• _MATERIAL PROVIDED_
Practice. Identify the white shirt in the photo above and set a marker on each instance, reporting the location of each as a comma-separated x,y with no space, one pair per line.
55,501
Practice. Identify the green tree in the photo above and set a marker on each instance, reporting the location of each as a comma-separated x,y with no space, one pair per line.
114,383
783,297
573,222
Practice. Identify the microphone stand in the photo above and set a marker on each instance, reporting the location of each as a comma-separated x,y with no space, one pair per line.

• _TASK DIRECTIONS_
Return, word for word, each line beginning with the one that contains "Practice. Identify the green" and running through the end of the rows.

• _ANSWER TO THE EXERCISE_
Practice. Identify the green tree in the photo above and set a marker on each instance, reporting the location of each as a comma-separated x,y with no space, one pair per line.
114,383
783,297
573,222
Practice. Identify the microphone stand in the photo above and set a marker on each instance, reporting the location of each as a comma-separated x,y with no space, one pair per line.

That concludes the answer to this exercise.